(Listing excerpted from a collection)

_ _ _ _ _

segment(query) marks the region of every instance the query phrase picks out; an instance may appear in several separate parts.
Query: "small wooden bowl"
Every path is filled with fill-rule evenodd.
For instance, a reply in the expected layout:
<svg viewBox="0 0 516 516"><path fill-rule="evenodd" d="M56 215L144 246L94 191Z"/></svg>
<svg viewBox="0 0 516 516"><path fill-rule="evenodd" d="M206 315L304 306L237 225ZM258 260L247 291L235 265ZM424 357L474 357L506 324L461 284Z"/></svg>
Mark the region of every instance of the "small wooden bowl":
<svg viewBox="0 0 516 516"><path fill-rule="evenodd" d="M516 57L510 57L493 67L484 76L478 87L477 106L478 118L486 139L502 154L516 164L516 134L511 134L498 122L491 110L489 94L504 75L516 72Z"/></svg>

_ _ _ _ _

### TASK DIRECTIONS
Count the lines of the listing above that contain the string "wooden", treating uppercase and lowercase letters as distinct. Give only the number.

### CORRECT ANSWER
2